**Problem:**
Answer these from the passage below on the RSS and unemployment in India:
1. What source is named for the list of countries with excess deaths?
2. What is the title of the resolution?
3. What solution does the resolution offer, according to Ram Madhav?

───── Selected extract

List of Countries with excess deaths during COVID19 pandemic. Source: WHO

Prime Minister Modi's mishandling of the COVID19 pandemic has left a lasting effect on India's economy. Akhil Bharatiya Pratinidhi Sabha (ABPS), the top decision-making body of India's Hindu right-wing RSS (Rashtriya Swayamsevak Sangh), says that “the young generation is suffering from unemployment and the pandemic has made things even grim... We cannot turn a blind eye to unemployment. It is a crisis and it needs to be addressed.” The RSS was apparently reacting to the falling labor participation rate in India relative to Pakistan and the global averages. The RSS leadership wants the government of Prime Minister Narendra Modi to focus on helping small and medium sized enterprises (SMEs) to create jobs.  RSS likes Modi government's ‘Make in India’ initiative “but it needs to be sharpened even more and get more investment.” The resolution is titled, ‘The need to promote work opportunities to make Bharat self-reliant’. The solution offered by ABPS resolution: Take agro-based local initiatives to promote rural areas and create jobs, according to Ram Madhav, a member of the RSS executive committee.

──────────
───── Dataset content

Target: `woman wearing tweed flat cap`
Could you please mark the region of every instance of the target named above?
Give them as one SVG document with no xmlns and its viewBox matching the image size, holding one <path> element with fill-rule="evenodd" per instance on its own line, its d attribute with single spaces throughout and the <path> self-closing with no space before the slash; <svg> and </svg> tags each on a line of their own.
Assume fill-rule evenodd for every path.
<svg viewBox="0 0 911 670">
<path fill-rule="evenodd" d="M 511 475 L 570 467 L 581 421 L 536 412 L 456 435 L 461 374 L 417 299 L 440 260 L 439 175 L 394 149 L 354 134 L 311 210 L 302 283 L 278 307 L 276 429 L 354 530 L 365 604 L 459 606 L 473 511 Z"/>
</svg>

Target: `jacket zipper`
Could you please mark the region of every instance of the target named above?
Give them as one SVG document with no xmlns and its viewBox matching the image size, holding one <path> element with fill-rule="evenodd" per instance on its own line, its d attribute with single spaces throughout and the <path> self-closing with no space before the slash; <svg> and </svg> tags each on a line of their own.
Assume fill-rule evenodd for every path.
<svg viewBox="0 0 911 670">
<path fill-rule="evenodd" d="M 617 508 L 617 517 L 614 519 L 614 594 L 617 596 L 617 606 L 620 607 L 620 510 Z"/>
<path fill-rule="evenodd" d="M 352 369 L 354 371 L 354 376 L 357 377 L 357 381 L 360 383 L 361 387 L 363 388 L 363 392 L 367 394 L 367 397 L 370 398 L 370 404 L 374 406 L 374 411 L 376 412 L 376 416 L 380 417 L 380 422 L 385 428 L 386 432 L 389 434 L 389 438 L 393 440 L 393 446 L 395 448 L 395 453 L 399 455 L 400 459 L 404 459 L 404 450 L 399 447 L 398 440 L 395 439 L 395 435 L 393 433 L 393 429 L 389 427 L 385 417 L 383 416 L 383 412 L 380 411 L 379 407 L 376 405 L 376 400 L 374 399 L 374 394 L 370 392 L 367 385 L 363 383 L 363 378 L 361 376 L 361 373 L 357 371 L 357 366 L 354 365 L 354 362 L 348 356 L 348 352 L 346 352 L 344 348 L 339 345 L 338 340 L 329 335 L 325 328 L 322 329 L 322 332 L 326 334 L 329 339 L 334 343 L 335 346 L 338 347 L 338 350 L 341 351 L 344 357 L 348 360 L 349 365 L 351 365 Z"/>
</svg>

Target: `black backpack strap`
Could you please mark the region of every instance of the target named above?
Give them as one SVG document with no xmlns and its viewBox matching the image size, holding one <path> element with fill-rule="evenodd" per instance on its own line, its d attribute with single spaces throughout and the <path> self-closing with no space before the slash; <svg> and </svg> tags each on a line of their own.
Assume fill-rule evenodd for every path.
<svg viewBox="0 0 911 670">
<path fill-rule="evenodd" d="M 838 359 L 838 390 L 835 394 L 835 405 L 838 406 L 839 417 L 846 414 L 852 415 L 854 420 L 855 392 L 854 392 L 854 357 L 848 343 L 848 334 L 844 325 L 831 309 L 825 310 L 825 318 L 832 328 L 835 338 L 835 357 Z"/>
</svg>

──────────

**Task result:**
1. WHO
2. 'The need to promote work opportunities to make Bharat self-reliant'
3. Take agro-based local initiatives to promote rural areas and create jobs.